◆ **Problem statement**
Answer with one number only: how many lines in the material contain "comma".

◆ **Dataset entries**

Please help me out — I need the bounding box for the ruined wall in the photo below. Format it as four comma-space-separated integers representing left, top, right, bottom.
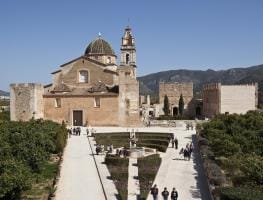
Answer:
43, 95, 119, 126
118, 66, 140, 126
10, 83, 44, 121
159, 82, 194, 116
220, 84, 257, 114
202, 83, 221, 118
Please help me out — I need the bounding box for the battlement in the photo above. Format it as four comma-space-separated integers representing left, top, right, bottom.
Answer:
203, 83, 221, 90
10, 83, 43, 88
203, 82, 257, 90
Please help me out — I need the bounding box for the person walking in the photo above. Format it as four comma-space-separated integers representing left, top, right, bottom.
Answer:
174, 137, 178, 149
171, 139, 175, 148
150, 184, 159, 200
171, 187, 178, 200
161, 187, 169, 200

* * *

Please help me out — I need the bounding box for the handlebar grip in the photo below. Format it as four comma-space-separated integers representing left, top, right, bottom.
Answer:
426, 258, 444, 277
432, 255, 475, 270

◆ **Exercise result**
4